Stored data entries
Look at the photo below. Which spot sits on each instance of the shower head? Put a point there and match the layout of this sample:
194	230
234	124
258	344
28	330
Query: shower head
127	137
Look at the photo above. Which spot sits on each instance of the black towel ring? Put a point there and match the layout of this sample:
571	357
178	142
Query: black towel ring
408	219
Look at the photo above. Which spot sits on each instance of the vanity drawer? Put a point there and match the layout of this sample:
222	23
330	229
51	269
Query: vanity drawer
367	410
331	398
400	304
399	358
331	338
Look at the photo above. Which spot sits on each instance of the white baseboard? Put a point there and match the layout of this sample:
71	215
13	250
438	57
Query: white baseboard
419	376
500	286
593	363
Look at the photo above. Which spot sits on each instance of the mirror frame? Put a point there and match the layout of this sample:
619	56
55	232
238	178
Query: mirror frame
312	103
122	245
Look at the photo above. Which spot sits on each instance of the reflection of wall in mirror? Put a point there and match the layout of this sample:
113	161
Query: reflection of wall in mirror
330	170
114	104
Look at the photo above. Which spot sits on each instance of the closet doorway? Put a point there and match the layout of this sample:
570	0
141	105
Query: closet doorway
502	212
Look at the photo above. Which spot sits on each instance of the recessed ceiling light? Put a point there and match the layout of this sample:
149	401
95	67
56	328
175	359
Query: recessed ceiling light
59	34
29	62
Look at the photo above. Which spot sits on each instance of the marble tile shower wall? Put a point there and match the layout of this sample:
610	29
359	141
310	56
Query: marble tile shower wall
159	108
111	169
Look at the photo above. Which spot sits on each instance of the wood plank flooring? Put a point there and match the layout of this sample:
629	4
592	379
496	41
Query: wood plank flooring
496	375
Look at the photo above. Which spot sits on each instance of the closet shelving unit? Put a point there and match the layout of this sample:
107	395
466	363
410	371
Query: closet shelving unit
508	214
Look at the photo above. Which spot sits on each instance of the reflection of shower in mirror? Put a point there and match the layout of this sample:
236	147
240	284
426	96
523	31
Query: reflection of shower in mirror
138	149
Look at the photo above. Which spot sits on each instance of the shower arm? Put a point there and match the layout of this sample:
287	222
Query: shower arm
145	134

Your instructions
Could you print the lines of the records above from the one containing "Query: reflection of shower in mirror" through the last, exactly and with no additions?

Answer to this exercise
Query: reflection of shower in mirror
138	149
Look at the photo above. Which spot sits on each instance of the shower arm? Put a point there and match the layout of this sample:
287	222
Query: shower arm
145	134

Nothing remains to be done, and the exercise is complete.